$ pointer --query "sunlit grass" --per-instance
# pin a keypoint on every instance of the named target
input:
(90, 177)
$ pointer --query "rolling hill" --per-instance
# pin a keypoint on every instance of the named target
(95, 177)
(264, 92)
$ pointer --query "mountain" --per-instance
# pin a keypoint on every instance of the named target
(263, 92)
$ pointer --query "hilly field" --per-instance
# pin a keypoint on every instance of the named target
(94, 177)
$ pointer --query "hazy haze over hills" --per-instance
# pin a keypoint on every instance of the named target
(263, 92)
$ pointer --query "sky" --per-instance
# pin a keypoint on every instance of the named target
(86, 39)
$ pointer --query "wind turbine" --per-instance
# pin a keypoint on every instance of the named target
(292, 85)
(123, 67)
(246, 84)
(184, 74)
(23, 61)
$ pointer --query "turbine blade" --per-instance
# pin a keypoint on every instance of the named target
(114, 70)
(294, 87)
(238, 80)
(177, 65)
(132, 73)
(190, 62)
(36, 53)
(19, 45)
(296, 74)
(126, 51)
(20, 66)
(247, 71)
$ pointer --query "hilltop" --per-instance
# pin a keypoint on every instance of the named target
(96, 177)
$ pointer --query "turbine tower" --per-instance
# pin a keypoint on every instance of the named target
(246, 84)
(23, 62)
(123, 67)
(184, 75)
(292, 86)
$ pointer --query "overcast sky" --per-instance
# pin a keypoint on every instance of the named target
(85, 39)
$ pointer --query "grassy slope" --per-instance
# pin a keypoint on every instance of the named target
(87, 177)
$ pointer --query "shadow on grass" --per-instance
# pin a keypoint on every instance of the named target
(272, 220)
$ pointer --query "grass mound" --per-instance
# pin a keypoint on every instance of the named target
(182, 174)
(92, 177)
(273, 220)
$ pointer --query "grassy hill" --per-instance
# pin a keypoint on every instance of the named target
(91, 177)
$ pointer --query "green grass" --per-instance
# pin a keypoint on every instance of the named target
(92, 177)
______
__WRITTEN PROBLEM__: Word for word, restate all of the data shown above.

__ANSWER FOR THIS EXERCISE__:
$ pointer --query "sunlit grass" --per-instance
# pin a keypoint on every instance of the named target
input:
(90, 177)
$ pointer --query "rolling hill" --per-instance
# pin a keypoint on every instance of the named target
(95, 177)
(264, 92)
$ pointer --query "mountain" --per-instance
# pin a keypoint on every instance of the named target
(263, 92)
$ pointer --query "hilly field" --per-instance
# pin a keypoint on every instance of the named target
(94, 177)
$ pointer --query "hazy haze over hills" --per-instance
# pin a keypoint on every instance of the named target
(263, 92)
$ pointer --query "sky" --per-instance
# pin a keypoint on every instance of the named target
(86, 39)
$ pointer --query "wind turbine" --per-instance
# pin a keypoint on every instance of the named target
(292, 85)
(123, 67)
(246, 84)
(184, 74)
(23, 61)
$ pointer --query "turbine blade" --per-instance
# pin a keypoint on every instance of the named target
(114, 70)
(294, 87)
(238, 80)
(177, 65)
(132, 73)
(190, 62)
(36, 53)
(19, 45)
(296, 74)
(126, 51)
(20, 66)
(247, 71)
$ pointer --query "hilltop" --per-instance
# pin a keypoint on every instance of the named target
(96, 177)
$ pointer --query "turbine tower" --per-instance
# pin a keypoint on every instance of the named target
(246, 84)
(23, 62)
(123, 67)
(184, 75)
(292, 86)
$ pointer --query "overcast sky" --per-instance
# pin a keypoint on every instance of the named target
(85, 39)
$ pointer --query "grassy slope" --per-instance
# pin a keypoint on every instance of the named target
(87, 177)
$ pointer --query "shadow on grass" --per-instance
# pin a keypoint on every instance of the named target
(272, 220)
$ pointer --query "grass mound" --per-instance
# pin a keypoint on every instance of the named target
(182, 174)
(92, 177)
(273, 220)
$ pointer --query "grassy hill" --per-instance
# pin a keypoint on every instance of the named target
(91, 177)
$ pointer --query "green grass" --per-instance
# pin a keypoint on every instance of the named target
(92, 177)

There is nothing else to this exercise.